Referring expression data
* * * * * * * * *

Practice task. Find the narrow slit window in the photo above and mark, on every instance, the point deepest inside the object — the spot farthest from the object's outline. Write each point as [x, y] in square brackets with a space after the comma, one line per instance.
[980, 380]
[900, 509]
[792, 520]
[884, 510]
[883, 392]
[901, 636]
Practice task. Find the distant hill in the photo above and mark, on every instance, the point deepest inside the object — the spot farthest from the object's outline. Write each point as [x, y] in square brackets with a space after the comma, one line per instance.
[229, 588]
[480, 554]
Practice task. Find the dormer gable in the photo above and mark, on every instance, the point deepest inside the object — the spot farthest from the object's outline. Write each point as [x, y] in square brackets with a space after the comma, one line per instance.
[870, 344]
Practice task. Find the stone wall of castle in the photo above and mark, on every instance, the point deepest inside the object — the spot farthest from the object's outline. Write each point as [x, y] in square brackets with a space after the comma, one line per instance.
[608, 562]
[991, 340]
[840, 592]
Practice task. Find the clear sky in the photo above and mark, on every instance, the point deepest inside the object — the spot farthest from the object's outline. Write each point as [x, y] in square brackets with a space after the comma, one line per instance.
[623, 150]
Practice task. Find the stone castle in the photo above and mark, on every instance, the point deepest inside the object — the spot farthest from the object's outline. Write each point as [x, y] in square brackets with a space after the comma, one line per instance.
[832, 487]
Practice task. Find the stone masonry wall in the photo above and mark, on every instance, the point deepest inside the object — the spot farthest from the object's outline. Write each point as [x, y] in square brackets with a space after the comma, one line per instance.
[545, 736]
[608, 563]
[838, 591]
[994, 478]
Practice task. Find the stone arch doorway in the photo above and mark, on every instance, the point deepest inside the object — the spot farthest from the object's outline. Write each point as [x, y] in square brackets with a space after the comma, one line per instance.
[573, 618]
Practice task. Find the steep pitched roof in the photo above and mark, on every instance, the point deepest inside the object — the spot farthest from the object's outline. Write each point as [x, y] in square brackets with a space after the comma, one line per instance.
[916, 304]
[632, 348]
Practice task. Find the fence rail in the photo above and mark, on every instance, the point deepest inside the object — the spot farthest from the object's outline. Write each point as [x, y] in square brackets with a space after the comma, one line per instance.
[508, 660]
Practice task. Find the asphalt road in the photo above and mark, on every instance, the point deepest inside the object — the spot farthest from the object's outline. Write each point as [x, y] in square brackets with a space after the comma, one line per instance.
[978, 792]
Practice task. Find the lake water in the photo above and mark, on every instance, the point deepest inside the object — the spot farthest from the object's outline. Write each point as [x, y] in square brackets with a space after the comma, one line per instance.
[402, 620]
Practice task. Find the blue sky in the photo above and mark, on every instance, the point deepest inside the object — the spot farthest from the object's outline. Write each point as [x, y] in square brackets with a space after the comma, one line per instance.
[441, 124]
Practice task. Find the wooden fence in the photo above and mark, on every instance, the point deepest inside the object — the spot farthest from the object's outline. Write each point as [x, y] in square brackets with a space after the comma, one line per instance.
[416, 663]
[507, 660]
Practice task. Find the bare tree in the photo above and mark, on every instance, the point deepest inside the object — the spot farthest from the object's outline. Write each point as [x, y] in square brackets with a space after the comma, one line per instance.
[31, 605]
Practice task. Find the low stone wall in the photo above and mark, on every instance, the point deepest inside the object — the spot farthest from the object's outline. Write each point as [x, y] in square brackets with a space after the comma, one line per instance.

* * * * * * * * *

Each of the records should be written out again, exactly as it reads.

| Answer space |
Practice task. Find the narrow slit window in the photo above and mark, on every instance, the point deepest inside the object — the spot farthest from the object's outline. Write each point as [x, y] in square brackets with a space after the comma, one line per instance.
[980, 380]
[900, 509]
[792, 520]
[884, 510]
[883, 392]
[901, 636]
Practice task. Find the distant hill in the photo above and mark, on every instance, the point deepest inside the object — the spot farthest from the object's outline. Write each point as [x, y] in square brackets with a space after the comma, one line per instance.
[229, 588]
[480, 554]
Practice task. Find the dormer gable in the photo above and mark, on every instance, the point deepest inside the object — the spot farthest from the object's outline. Write each point as [x, y] in square brackets with a space after the comma, one line per instance.
[870, 344]
Practice task. Find the stone wall of castle in the photo above and mark, on every instance, the point deepest inside the object — the spot farthest from the object's outline. Write each point as [x, y] in square brackets with a space after the comma, one line per instance.
[608, 562]
[991, 340]
[840, 592]
Practice task. Find the clear sky in the photo above and mark, on every instance, the point deepest inside the object — the spot farthest from the object's outline. Write each point as [x, y] in square brackets with a space after the comma, one line per instance.
[623, 150]
Practice task. Find the stone castle in the photo above and mark, on every instance, the point deepest inside the object — the spot farthest from the object's outline. Write each point as [x, y] in square brackets with a space after the comma, one line per instance.
[832, 487]
Practice task. Find the stone masonry wall in the photo above and mark, on every instance, the point deepest inside the object — the spot farthest from the object's outline. Write each point as [x, y] in square brackets with a space after the comma, one line per instance.
[545, 736]
[608, 563]
[838, 591]
[994, 478]
Practice task. Find the stone arch doorway in the photo above and mark, on every instance, the point deepest inside the object — the spot farthest from the object's outline. Write each point as [x, y] in square brackets with a space after the comma, one line per instance.
[573, 618]
Practice task. Find the steep pitched roof in the photo above and mark, on every instance, the point deepest inside the object — the spot farthest from the object's outline. Write each point as [x, y] in square brackets with a space after the comma, one line per instance.
[916, 304]
[632, 348]
Practice task. Find the fence rail in the photo above and mark, on every instance, the point deepest inside the object — the spot farthest from the object's outline. Write each point as [x, y] in square brackets with a space after the comma, one line per instance.
[508, 660]
Practice task. Find the asphalt road in the photo above and mark, on every instance, the point deepest inside the object — the spot farthest from the object's outline. Write each point as [x, y] in square brackets with a space after the comma, one line per instance.
[978, 792]
Practice task. Find the lake water in the photo above and mark, on every instance, the point deepest inside the object — the spot farthest from the object's outline. Write each point as [x, y] in square brackets with a space after the comma, one line per instance.
[402, 620]
Practice task. Find the blue sky in the photo above and mark, on every instance, the point deepest inside the object — the spot farthest from the object's outline. Write each point as [x, y] in square brackets with a space after the comma, one line per instance.
[441, 124]
Practice task. Find the wooden fence in the photo above and mark, on every instance, the point deepest inside the object — the spot farthest from the object's outline. Write each point as [x, y] in square brackets with a space after the comma, one line per instance.
[416, 663]
[507, 660]
Practice task. Find the bare tree in the photo above and mark, on every instance, the point deepest inside the object — the spot farthest from the object's outline. Write each point as [x, y] in square brackets with a space after the comma, one line per instance.
[31, 605]
Practice task. Find the low stone wall in the photo above and mark, on every instance, the point deepest inside the object — the spot farthest from the object's outline. Write each point as [x, y] in square brackets with a space after the comma, one line per instance.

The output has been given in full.